[start MATERIAL SUPPLIED]

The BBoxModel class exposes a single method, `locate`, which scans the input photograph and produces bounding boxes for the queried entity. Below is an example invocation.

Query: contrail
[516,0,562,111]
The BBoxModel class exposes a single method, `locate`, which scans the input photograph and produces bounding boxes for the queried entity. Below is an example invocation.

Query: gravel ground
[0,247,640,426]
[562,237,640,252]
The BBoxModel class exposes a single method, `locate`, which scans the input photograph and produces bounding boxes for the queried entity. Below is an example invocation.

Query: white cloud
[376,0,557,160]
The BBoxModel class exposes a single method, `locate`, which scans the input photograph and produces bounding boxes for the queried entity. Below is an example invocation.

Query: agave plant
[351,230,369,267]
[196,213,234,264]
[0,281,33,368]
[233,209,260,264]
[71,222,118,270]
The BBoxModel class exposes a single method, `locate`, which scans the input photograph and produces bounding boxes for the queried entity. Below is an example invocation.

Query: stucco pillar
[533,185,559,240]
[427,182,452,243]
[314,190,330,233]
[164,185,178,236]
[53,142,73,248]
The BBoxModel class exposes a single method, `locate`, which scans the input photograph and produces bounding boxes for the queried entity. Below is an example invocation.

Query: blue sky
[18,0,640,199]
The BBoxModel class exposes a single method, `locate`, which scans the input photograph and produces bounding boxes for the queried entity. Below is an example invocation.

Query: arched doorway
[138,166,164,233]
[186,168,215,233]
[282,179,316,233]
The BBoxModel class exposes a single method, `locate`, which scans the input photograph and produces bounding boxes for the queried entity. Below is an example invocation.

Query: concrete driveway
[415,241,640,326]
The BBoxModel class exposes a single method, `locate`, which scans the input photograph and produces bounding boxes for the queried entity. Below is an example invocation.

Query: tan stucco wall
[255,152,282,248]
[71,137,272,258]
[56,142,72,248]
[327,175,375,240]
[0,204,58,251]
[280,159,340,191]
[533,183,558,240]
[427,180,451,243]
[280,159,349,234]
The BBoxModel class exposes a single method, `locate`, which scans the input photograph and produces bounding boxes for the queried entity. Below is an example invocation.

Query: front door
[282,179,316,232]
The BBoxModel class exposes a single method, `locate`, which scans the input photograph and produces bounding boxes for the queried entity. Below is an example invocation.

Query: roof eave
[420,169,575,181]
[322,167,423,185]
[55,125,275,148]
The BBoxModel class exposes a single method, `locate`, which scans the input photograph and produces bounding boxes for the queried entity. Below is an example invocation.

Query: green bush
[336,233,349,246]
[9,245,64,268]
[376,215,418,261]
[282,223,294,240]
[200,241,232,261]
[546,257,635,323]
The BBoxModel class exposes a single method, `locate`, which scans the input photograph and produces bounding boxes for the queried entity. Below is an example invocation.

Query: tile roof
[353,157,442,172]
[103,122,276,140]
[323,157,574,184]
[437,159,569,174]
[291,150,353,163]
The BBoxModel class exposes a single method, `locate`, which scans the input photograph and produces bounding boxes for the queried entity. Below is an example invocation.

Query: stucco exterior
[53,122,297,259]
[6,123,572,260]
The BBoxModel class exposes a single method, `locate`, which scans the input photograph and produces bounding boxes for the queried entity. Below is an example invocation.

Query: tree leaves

[end MATERIAL SUPPLIED]

Reproduce all of the rows above, character for character.

=== FINAL ANSWER ===
The BBoxModel class exposes a single method, `locate`, which scans the input photograph and produces bounding boxes for the queried entity. Below is an example invocation.

Query: contrail
[516,0,562,111]
The BBoxModel class exposes a single method, `locate`, which scans the input photograph and produces bounding boxes for the queried entity. Below is an example invocation.

Query: gravel ground
[0,247,640,426]
[562,237,640,252]
The BBoxModel class exposes a single method, `locate`, which scans the input photograph and produces bounding boxes for the queried entity. Below is an example invocation.

Query: white cloud
[376,0,557,160]
The BBoxModel class exposes a single method, `locate`, which scans the input photograph and produces bounding boxes for the queried entity. Below is an example invocation.

Query: agave plant
[351,230,369,267]
[196,213,234,264]
[0,281,33,368]
[233,209,260,264]
[71,222,118,270]
The BBoxModel class exposes a single method, `locate`, which scans the input photograph and produces bounding boxes for the queried entity. Below is an example invocation.

Query: stucco pillar
[533,185,559,240]
[427,182,452,243]
[314,190,330,233]
[164,185,178,236]
[53,142,73,248]
The BBoxModel class exposes a single method, `locate`, which scans the input photograph and produces bounding boxes for the queried entity. Below is an example invocation.

Query: blue sky
[18,0,640,199]
The BBoxModel class exposes a single method, `locate`, which scans the input photograph and produces bounding boxes for the queried entity. Below is an example invocation.

Query: arched doorway
[138,166,164,233]
[186,168,215,233]
[282,179,316,233]
The BBoxModel class exposes a single method, `locate`, which scans the input photograph and produces bounding boxes for the queried entity. Below is an example invocation.

Query: concrete driveway
[415,241,640,326]
The BBoxModel class exposes a single method, `locate`, which scans the input photograph and produces bounding boxes for the queried entity. Below is an example invocation.

Query: tan stucco wall
[255,152,282,248]
[71,137,272,258]
[56,142,72,248]
[327,175,375,240]
[0,204,58,251]
[280,159,340,191]
[533,183,558,240]
[427,180,451,243]
[280,159,349,234]
The BBoxModel class exposes a single method, `locate`, which scans the input photograph and produces bounding boxes for the queried entity. Below is an example invocation.

Query: front door
[282,179,316,232]
The BBoxModel class exposes a single method, `locate`, which scans the input photograph and produces bounding boxes for the queried entity. Below is an example invocation.

Query: roof eave
[420,169,575,181]
[322,167,423,185]
[55,125,275,148]
The BBoxModel class exposes a single method, `locate`, which scans the input photograph and produces bounding boxes for the queried entity. Below is an example invocation.

Query: green bush
[336,233,349,246]
[9,245,64,268]
[376,215,418,261]
[282,223,294,240]
[200,241,232,261]
[546,257,635,323]
The BBoxModel class exposes a single method, `locate`, which scans the input photograph and produces bounding boxes for the queried entity. Below is an example invocation.

Query: tile roof
[353,157,442,172]
[103,122,276,140]
[323,157,574,184]
[437,159,569,174]
[291,150,353,163]
The BBoxModel class exposes a single method, `locate`, which scans the input photograph and produces bounding boxes for the queried entity. Below is an example invocation.

Query: stucco exterior
[53,122,297,259]
[6,123,572,260]
The BBoxModel class exposes a single method, `locate`, which scans the input photograph and produces bounding boxes for the queried entity. Below is an example invocation.

Query: tree leaves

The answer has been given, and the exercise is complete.